> Excerpt:
※ ※ ※

Ellen Gilchrist, Writer With an Eye on the South’s Foibles, Dies at 88
Ellen Gilchrist, a Southern writer with a sharp, sometimes indulgent eye for her region’s foibles and eccentricities, died on Jan. 30 at her home in Ocean Springs, Miss. She was 88.
Her son Pierre Gautier Walker III confirmed the death. He said Ms. Gilchrist had breast cancer.
Ms. Gilchrist, who published some 26 books — novels, collections of short stories, poetry and memoirs — was known for her sharp, lightly ironic dissections of the class from which she came, the Southern upper bourgeoisie. She had spent part of her childhood on a family plantation in the Mississippi Delta — she was born in the principal city at its edge, Vicksburg — and her fiction was populated by the gentry that came from that land, in both its urban and rural incarnations.
She won the National Book Award in 1984 for her story collection “Victory Over Japan.” But it was her first collection, “In the Land of Dreamy Dreams” (1981), which depicted in large part the fissures and pathologies of the New Orleans upper class, that was in some ways most characteristic. She considered it her best work.
She had already lived in New Orleans for 13 years when that book was published and had “been visiting there all my life,” she said in an interview at the University of Arkansas in 2010. She knew the city’s upper social strata intimately, and she rendered it with a precision that still rings true more than 40 years later.
Many of the character types that populated her later fiction were already present in that first collection: unhappy affluent couples living in big houses, housewives who played tennis and drank too much, rebellious overindulged children and teenagers, and, at the edges, a shadowy world of lightly described Black people in subordinate roles. Mr. Walker, her son, described the book in a phone interview as “more of a series of factual essays with the names changed.”

※ ※ ※

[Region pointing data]
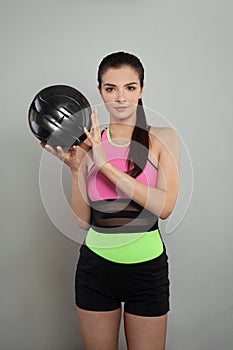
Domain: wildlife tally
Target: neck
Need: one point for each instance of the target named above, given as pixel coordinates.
(121, 131)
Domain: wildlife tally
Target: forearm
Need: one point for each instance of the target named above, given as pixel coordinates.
(148, 197)
(79, 199)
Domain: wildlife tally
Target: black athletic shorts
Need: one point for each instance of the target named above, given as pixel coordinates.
(101, 285)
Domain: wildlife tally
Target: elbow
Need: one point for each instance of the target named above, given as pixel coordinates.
(166, 212)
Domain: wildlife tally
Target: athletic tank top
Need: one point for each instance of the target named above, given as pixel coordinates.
(121, 230)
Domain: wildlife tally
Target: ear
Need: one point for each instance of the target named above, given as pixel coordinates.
(142, 89)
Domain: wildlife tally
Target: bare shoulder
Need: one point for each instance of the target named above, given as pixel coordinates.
(164, 141)
(164, 136)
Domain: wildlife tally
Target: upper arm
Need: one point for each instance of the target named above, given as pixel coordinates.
(168, 168)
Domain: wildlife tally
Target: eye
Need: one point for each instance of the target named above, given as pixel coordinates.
(107, 89)
(131, 88)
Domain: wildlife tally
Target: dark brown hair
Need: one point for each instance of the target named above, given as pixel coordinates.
(139, 147)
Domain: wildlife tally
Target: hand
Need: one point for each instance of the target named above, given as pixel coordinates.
(73, 158)
(97, 152)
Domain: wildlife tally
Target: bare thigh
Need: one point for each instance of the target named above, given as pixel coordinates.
(147, 333)
(99, 329)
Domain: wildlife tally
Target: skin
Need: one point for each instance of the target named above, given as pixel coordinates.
(100, 330)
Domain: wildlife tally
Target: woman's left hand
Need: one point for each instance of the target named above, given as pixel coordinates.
(97, 152)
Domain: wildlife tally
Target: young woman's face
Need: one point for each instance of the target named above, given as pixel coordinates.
(121, 88)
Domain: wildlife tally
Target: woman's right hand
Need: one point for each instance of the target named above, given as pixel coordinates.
(75, 155)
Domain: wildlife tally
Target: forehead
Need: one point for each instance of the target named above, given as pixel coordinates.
(120, 76)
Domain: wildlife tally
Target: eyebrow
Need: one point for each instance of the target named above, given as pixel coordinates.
(125, 84)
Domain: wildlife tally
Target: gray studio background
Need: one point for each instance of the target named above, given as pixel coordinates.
(186, 49)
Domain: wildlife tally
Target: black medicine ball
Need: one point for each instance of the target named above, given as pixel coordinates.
(58, 114)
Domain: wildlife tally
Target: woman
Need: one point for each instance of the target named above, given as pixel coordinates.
(124, 178)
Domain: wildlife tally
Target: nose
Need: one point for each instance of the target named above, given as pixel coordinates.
(120, 97)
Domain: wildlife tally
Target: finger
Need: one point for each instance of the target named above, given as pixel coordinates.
(89, 136)
(95, 121)
(72, 150)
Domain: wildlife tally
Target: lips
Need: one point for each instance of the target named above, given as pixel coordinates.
(121, 109)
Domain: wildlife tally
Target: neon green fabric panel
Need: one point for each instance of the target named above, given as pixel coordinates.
(125, 247)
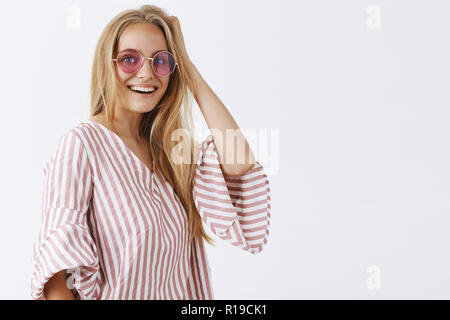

※ ※ ※

> What to produce: Reproduce the part of the obituary that opens with the words "Ellen Gilchrist, Writer" and closes with "and rural incarnations.".

> Solution for this exercise:
Ellen Gilchrist, Writer With an Eye on the South’s Foibles, Dies at 88
Ellen Gilchrist, a Southern writer with a sharp, sometimes indulgent eye for her region’s foibles and eccentricities, died on Jan. 30 at her home in Ocean Springs, Miss. She was 88.
Her son Pierre Gautier Walker III confirmed the death. He said Ms. Gilchrist had breast cancer.
Ms. Gilchrist, who published some 26 books — novels, collections of short stories, poetry and memoirs — was known for her sharp, lightly ironic dissections of the class from which she came, the Southern upper bourgeoisie. She had spent part of her childhood on a family plantation in the Mississippi Delta — she was born in the principal city at its edge, Vicksburg — and her fiction was populated by the gentry that came from that land, in both its urban and rural incarnations.